--- Begin Supplied material ---

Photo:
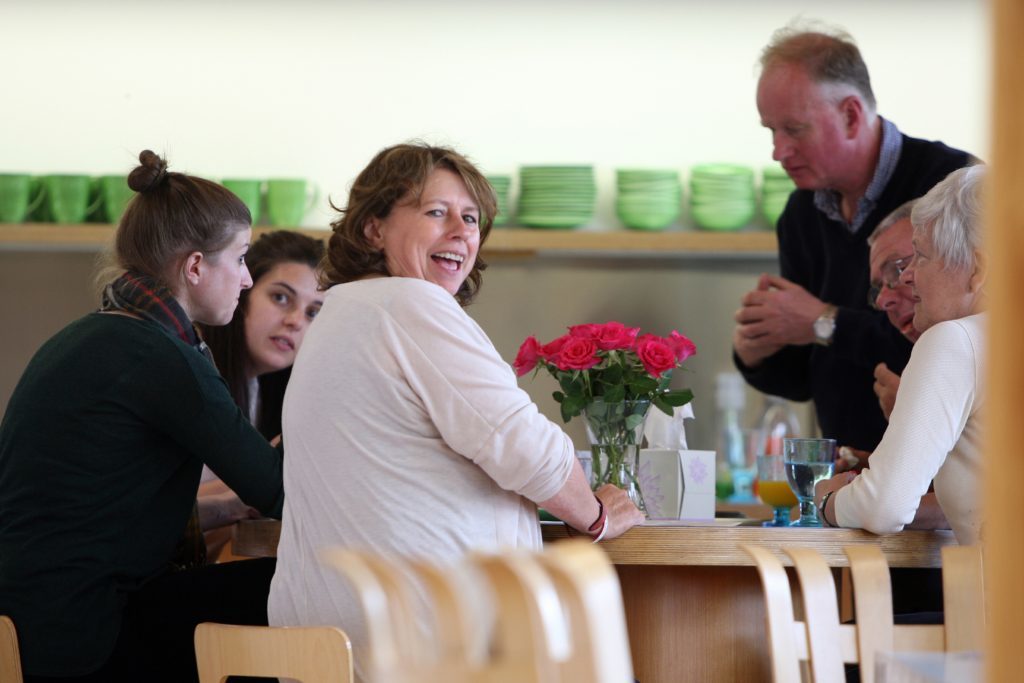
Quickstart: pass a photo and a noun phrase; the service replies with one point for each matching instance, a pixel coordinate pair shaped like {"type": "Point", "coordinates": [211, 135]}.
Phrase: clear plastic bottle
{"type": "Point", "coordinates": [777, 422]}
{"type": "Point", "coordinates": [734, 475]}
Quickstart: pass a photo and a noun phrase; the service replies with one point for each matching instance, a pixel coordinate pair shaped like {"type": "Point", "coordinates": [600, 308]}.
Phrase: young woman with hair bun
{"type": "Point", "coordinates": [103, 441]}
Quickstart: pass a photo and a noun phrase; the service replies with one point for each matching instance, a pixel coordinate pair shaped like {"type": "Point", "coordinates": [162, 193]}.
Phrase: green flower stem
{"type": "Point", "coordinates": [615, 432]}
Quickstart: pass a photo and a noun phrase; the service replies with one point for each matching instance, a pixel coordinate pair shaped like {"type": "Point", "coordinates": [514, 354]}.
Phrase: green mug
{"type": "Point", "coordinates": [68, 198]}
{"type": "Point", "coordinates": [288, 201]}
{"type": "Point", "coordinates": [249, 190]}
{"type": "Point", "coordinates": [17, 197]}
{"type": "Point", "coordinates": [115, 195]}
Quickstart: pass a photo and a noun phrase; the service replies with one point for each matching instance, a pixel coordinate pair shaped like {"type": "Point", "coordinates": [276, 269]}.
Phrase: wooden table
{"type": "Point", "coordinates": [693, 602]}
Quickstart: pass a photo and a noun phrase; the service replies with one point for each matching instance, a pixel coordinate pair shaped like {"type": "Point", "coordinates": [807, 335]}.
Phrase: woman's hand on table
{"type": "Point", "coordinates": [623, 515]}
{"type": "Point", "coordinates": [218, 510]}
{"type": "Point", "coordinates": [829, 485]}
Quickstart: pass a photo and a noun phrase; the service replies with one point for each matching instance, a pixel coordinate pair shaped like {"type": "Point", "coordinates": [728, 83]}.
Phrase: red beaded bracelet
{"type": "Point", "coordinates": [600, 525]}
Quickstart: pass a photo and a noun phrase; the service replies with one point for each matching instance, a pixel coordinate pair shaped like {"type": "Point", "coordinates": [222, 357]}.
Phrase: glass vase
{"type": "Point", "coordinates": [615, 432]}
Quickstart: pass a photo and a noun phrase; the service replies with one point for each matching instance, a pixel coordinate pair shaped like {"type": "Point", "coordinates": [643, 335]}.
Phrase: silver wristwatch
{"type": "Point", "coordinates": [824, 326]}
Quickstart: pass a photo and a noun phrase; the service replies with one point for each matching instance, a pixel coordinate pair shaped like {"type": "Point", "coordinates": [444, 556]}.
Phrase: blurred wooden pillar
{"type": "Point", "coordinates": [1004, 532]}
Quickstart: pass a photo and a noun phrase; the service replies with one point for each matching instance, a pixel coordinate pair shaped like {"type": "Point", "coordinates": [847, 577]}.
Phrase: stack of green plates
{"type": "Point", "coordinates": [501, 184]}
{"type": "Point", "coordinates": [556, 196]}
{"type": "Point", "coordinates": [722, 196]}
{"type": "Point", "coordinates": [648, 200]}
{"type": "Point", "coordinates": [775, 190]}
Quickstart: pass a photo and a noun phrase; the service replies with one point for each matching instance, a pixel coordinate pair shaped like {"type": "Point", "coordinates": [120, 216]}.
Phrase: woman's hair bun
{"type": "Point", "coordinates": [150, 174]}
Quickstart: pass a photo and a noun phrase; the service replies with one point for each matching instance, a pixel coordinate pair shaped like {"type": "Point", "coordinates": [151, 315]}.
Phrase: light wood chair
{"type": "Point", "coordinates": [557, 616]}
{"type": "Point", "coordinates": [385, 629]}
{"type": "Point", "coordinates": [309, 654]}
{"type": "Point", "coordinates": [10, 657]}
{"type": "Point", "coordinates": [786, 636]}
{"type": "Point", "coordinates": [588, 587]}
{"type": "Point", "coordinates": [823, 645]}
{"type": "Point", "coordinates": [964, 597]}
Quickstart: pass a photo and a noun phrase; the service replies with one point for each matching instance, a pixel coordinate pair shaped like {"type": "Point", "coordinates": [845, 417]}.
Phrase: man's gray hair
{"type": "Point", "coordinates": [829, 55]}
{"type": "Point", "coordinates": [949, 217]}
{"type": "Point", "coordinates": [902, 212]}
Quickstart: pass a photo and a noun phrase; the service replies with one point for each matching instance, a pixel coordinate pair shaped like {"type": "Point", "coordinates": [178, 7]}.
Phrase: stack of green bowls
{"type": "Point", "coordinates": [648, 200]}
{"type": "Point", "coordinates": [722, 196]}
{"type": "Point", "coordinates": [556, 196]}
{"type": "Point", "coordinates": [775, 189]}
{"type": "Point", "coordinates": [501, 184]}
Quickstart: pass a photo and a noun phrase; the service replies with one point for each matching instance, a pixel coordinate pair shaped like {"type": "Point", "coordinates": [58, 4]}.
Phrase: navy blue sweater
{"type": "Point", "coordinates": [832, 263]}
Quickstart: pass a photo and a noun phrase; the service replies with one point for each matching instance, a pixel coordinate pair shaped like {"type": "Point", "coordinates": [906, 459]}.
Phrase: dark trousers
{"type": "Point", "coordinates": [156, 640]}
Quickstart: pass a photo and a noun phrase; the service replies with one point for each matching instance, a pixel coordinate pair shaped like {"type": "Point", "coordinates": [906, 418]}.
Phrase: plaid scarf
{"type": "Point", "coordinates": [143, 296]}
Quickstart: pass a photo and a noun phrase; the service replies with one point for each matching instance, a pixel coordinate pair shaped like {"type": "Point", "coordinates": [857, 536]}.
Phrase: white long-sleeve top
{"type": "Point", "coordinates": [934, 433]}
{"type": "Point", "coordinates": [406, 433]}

--- End Supplied material ---

(Aim): Can you gather every line in the records above that contains the word "green" and copy each one out in full?

(Task answer):
Phrase: green flower stem
Phrase: green mug
Phrase: stack of green plates
Phrase: stack of green bowls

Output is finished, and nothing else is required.